## Textauszug
+---+

Nach bewährtem Muster soll daher das "Primzahlkreuz" Grundlage aller Phänomene sein, in denen Quadrate auftauchen. Die einfachere Vermutung, dass auch andere Quadratgesetze aus einfachen arithmetischen Reihen oder Flächenformeln resultieren können, wird nicht betrachtet. Jedwede Arithmetik muss nach PP ihren Ursprung im "Primzahlkreuz" haben.

An dieser Stelle muss man wohl
dankbar sein, dass PP sich nicht noch der anderen Quadrate angenommen hat. So haben Quadrate beim Teilen durch 24 stets die Reste 0, 1, 4, 9, -8 oder 12. Wir haben es also mit lediglich 6 von 24 Strahlen zu tun, wobei die Differenz aus 4 und 1 gerade 3 ist und aus 9 und 1 gerade 8 (die Anzahl der Strahlen im "Primzahlkreuz"). Wer weiß, was PP aus diesen Daten machen würde (wenn dies nicht schon geschehen ist). Auch kann man leicht Muster in den Kuben dieser Zahlen feststellen, allerdings erst im Nachhinein. Das "Primzahlkreuz" gibt a priori kein Mittel zur Hand, um die Art des zu findenden Musters zu bestimmen.

+---+

## Extrahierte Datensätze
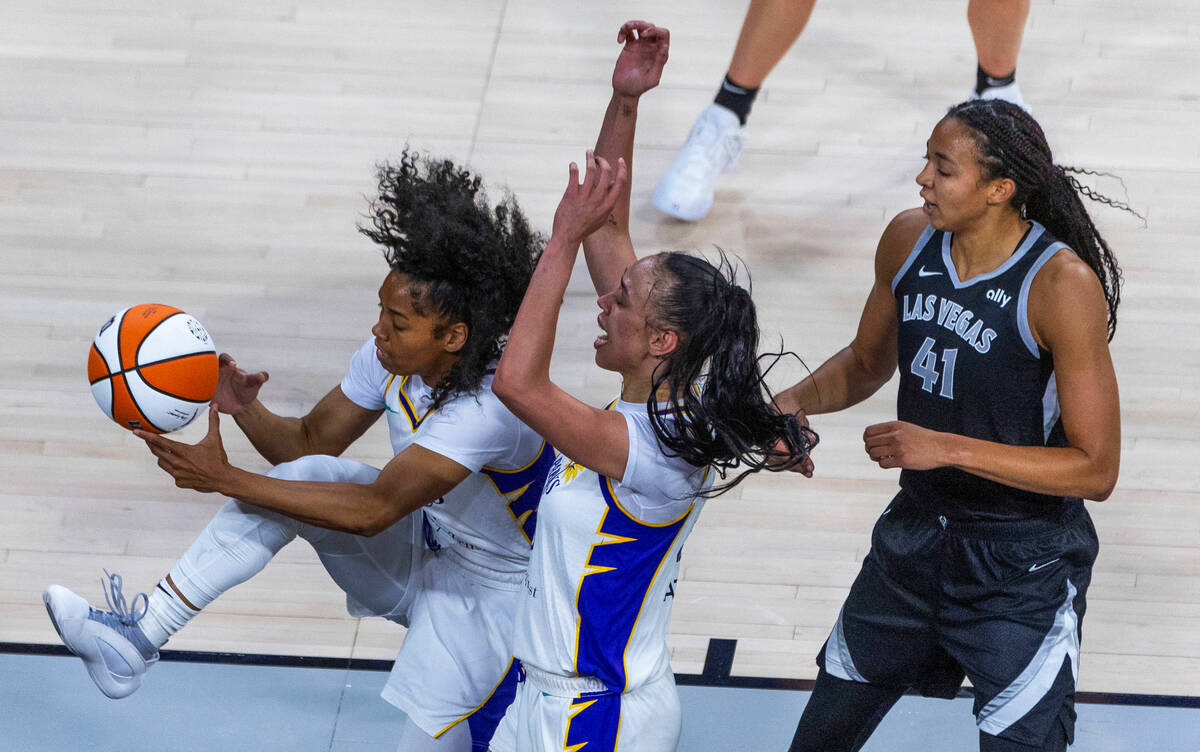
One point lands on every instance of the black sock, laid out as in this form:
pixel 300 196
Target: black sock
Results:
pixel 985 80
pixel 736 98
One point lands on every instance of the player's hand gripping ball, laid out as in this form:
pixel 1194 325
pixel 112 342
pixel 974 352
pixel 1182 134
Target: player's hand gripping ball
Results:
pixel 153 367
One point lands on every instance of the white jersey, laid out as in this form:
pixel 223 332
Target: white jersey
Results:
pixel 601 577
pixel 487 521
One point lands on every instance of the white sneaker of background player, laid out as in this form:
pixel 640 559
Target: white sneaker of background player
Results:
pixel 1012 92
pixel 712 148
pixel 111 644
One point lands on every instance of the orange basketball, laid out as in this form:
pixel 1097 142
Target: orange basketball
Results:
pixel 153 367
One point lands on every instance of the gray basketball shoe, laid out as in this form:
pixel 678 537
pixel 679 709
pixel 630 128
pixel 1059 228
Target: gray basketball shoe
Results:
pixel 111 643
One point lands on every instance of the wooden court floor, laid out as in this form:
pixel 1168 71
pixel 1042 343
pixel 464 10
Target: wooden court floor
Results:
pixel 215 156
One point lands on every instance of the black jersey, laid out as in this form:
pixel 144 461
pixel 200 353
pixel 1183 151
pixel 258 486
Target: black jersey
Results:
pixel 969 365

+---+

## Fragen
A - Welche Reste haben Quadrate laut dem Textauszug zum Primzahlkreuz beim Teilen durch 24?
B - Gib aus dem Textauszug zum Primzahlkreuz die Stelle von „An dieser Stelle“ bis einschließlich „Musters zu bestimmen.“ wortgetreu wieder.

## Lösungen zur Übung
A - Die Reste 0, 1, 4, 9, -8 oder 12.

B -
An dieser Stelle muss man wohl
dankbar sein, dass PP sich nicht noch der anderen Quadrate angenommen hat. So haben Quadrate beim Teilen durch 24 stets die Reste 0, 1, 4, 9, -8 oder 12. Wir haben es also mit lediglich 6 von 24 Strahlen zu tun, wobei die Differenz aus 4 und 1 gerade 3 ist und aus 9 und 1 gerade 8 (die Anzahl der Strahlen im "Primzahlkreuz"). Wer weiß, was PP aus diesen Daten machen würde (wenn dies nicht schon geschehen ist). Auch kann man leicht Muster in den Kuben dieser Zahlen feststellen, allerdings erst im Nachhinein. Das "Primzahlkreuz" gibt a priori kein Mittel zur Hand, um die Art des zu findenden Musters zu bestimmen.